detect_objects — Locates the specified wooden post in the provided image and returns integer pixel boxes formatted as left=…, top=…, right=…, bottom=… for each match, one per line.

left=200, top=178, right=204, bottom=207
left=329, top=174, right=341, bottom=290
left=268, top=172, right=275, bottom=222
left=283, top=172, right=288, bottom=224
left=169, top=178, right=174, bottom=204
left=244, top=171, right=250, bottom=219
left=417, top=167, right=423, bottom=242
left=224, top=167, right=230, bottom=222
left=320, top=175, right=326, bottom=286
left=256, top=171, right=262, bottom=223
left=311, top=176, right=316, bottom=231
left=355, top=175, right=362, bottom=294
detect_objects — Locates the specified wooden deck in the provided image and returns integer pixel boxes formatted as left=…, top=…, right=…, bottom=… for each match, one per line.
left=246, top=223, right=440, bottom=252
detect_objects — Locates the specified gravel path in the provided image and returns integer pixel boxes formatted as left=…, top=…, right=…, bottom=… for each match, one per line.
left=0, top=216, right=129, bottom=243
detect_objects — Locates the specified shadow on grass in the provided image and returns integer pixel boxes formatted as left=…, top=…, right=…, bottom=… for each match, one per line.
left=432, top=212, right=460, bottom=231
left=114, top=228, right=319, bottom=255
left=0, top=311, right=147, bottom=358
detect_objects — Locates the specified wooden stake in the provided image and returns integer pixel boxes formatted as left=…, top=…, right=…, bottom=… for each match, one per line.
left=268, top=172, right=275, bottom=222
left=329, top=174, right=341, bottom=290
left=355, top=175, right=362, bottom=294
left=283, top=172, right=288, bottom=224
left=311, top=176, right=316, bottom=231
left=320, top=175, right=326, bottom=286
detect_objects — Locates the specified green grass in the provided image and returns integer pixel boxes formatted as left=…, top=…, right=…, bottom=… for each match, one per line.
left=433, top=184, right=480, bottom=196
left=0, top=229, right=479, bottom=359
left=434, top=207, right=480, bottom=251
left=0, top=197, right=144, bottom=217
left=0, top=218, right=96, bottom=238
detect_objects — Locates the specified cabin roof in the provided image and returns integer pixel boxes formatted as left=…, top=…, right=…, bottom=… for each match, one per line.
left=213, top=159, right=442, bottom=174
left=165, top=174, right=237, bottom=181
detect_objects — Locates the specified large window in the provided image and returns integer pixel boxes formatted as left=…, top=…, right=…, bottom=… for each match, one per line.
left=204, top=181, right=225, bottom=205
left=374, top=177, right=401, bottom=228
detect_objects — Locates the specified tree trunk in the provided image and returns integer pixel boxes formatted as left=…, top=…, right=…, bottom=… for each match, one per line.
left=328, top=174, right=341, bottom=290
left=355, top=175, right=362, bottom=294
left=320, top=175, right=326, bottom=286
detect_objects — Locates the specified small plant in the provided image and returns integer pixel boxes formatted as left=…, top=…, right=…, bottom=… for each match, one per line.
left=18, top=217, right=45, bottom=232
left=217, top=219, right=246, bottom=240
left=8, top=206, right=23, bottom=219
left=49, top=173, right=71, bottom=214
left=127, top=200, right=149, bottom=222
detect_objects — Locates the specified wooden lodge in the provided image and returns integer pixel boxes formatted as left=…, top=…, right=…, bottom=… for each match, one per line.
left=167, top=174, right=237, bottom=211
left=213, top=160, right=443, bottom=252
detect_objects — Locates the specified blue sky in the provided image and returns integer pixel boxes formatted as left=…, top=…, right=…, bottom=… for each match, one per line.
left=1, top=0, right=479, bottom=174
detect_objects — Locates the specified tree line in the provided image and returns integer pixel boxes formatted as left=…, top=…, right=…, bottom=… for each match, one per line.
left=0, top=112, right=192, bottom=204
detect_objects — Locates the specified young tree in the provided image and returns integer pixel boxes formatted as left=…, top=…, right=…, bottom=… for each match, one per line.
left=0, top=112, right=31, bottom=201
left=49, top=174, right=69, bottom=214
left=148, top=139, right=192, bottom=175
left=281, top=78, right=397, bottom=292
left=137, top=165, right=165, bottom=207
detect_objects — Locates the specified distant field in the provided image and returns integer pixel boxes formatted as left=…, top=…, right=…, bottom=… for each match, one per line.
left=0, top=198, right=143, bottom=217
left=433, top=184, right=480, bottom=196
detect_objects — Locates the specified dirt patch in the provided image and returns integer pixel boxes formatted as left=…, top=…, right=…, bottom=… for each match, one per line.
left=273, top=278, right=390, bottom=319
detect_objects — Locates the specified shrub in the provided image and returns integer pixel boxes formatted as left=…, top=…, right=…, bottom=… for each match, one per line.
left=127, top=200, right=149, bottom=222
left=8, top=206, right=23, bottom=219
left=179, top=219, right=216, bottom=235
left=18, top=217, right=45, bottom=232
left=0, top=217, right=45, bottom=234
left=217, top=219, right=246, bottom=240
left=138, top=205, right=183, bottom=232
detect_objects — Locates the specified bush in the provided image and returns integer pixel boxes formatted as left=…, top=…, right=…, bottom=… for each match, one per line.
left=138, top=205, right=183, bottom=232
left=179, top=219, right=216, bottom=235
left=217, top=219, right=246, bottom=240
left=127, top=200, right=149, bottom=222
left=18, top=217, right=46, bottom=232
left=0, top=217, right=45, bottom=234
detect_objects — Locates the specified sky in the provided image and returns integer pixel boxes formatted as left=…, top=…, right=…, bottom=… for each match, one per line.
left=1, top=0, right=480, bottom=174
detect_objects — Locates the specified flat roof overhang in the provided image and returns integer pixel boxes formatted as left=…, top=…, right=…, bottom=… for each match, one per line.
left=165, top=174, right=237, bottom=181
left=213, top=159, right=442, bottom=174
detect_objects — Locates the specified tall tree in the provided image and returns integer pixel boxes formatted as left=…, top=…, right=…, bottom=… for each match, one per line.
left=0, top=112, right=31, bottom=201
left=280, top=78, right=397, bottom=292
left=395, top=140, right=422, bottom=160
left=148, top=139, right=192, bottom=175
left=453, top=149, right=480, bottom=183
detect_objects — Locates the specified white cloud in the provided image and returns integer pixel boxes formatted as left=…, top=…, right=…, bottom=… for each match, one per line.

■ ■ ■

### WORK REQUIRED
Give back all of the entries exactly as written.

### ANSWER AREA
detect_objects — Locates the specified wooden post in the provided image and returns integer pixel boxes formatted as left=…, top=…, right=…, bottom=… for each match, one per line.

left=200, top=178, right=204, bottom=207
left=329, top=174, right=341, bottom=290
left=268, top=172, right=275, bottom=222
left=283, top=172, right=288, bottom=224
left=169, top=178, right=174, bottom=204
left=244, top=171, right=250, bottom=219
left=417, top=167, right=423, bottom=242
left=224, top=167, right=230, bottom=222
left=320, top=175, right=326, bottom=286
left=256, top=171, right=262, bottom=223
left=311, top=176, right=316, bottom=231
left=355, top=175, right=362, bottom=294
detect_objects — Locates the specified wooden deck in the provided image and returns integer pixel boxes formatted as left=…, top=…, right=…, bottom=… for each match, one per line.
left=246, top=223, right=440, bottom=252
detect_objects — Locates the specified gravel path in the provided image and returns integer pixel boxes formatted as left=…, top=…, right=…, bottom=… for each match, one per line.
left=0, top=216, right=129, bottom=243
detect_objects — Locates the specified shadow on grass in the provided image and returns integer pixel boxes formatted as left=…, top=…, right=…, bottom=… for each match, one per line.
left=432, top=212, right=460, bottom=231
left=114, top=228, right=319, bottom=255
left=0, top=311, right=147, bottom=358
detect_objects — Locates the specified wooden stake in the provided image and returns integer pixel boxes formatted as left=…, top=…, right=…, bottom=… for each match, one per line.
left=268, top=172, right=275, bottom=222
left=329, top=174, right=341, bottom=290
left=355, top=175, right=362, bottom=294
left=283, top=172, right=288, bottom=224
left=311, top=176, right=316, bottom=231
left=320, top=175, right=326, bottom=286
detect_objects — Locates the specified green grass in the provided image and returns integer pixel boxes formatted as left=…, top=…, right=…, bottom=… for each match, one per line.
left=433, top=184, right=480, bottom=196
left=0, top=229, right=479, bottom=359
left=434, top=207, right=480, bottom=251
left=0, top=197, right=144, bottom=217
left=0, top=218, right=96, bottom=238
detect_objects — Locates the specified cabin roof in the provided image and returns integer pixel boxes formatted as left=…, top=…, right=…, bottom=… for each match, one per line.
left=213, top=159, right=442, bottom=174
left=165, top=174, right=237, bottom=181
detect_objects — Locates the specified large window in the provided image and returns integer pixel boxes formatted as left=…, top=…, right=…, bottom=… for each match, one per line.
left=204, top=181, right=225, bottom=205
left=374, top=177, right=401, bottom=228
detect_objects — Locates the specified tree trunk in the provided image and returns integer pixel boxes formatted as left=…, top=…, right=…, bottom=… for each match, one per line.
left=328, top=174, right=341, bottom=290
left=355, top=175, right=362, bottom=294
left=320, top=175, right=326, bottom=286
detect_objects — Locates the specified small plant in the provided image and returns integer pixel boxes formatted as left=…, top=…, right=…, bottom=… for each match, one per line.
left=18, top=217, right=45, bottom=232
left=217, top=219, right=246, bottom=240
left=8, top=206, right=23, bottom=219
left=49, top=173, right=71, bottom=214
left=127, top=200, right=149, bottom=222
detect_objects — Locates the specified wooden lodge in the provided image and returns integer pixel boxes formatted as left=…, top=…, right=…, bottom=… for each match, one per line.
left=167, top=174, right=237, bottom=211
left=213, top=160, right=443, bottom=252
detect_objects — Locates the specified blue sky in the provided image and returns integer pixel boxes formatted as left=…, top=…, right=…, bottom=… for each match, one per line.
left=1, top=0, right=479, bottom=174
detect_objects — Locates the specified tree line in the provided image and returns integer pixel boxes formatted as left=…, top=…, right=…, bottom=… for each match, one per line.
left=0, top=112, right=192, bottom=204
detect_objects — Locates the specified young tree in the provided image and returns integer pixel boxes formatted as left=…, top=…, right=…, bottom=… for each match, one per line.
left=0, top=112, right=31, bottom=201
left=49, top=174, right=69, bottom=214
left=148, top=139, right=192, bottom=175
left=281, top=78, right=397, bottom=292
left=137, top=165, right=165, bottom=207
detect_objects — Locates the specified distant field in the provided image and returns integer pixel boxes formatted as left=…, top=…, right=…, bottom=… for each match, one per line.
left=0, top=198, right=143, bottom=217
left=433, top=184, right=480, bottom=196
detect_objects — Locates the specified dirt patch in the provided image and returns integer pixel boxes formatted as left=…, top=…, right=…, bottom=… for each match, one per line.
left=273, top=278, right=390, bottom=319
detect_objects — Locates the specified shrub in the provided image and returns integer pixel boxes formatted as left=…, top=…, right=…, bottom=… for each match, one per line.
left=127, top=200, right=149, bottom=222
left=8, top=206, right=23, bottom=219
left=179, top=219, right=216, bottom=235
left=18, top=217, right=45, bottom=232
left=0, top=217, right=45, bottom=234
left=217, top=219, right=246, bottom=240
left=138, top=205, right=183, bottom=232
detect_objects — Locates the specified bush in the provided image and returns integer pixel boxes formatted as left=…, top=…, right=…, bottom=… for each match, one per line.
left=138, top=205, right=183, bottom=232
left=179, top=219, right=216, bottom=235
left=217, top=219, right=246, bottom=240
left=127, top=200, right=149, bottom=222
left=18, top=217, right=46, bottom=232
left=0, top=217, right=45, bottom=234
detect_objects — Locates the specified sky in the provided image and returns integer pixel boxes formatted as left=…, top=…, right=…, bottom=… for each match, one per line.
left=1, top=0, right=480, bottom=174
detect_objects — Locates the specified flat roof overhang in the provided image and returns integer pixel boxes formatted as left=…, top=…, right=…, bottom=… for each match, one per line.
left=165, top=174, right=237, bottom=181
left=213, top=159, right=442, bottom=174
detect_objects — Locates the specified tall tree in the provided image and returns integer pixel boxes formatted as left=…, top=…, right=…, bottom=… for each match, one per line.
left=0, top=112, right=31, bottom=201
left=280, top=78, right=397, bottom=292
left=395, top=140, right=422, bottom=160
left=148, top=139, right=192, bottom=175
left=453, top=149, right=480, bottom=183
detect_objects — Locates the specified white cloud in the provided image and returns integer pixel boxes formatted as left=…, top=…, right=…, bottom=… for each match, one per line.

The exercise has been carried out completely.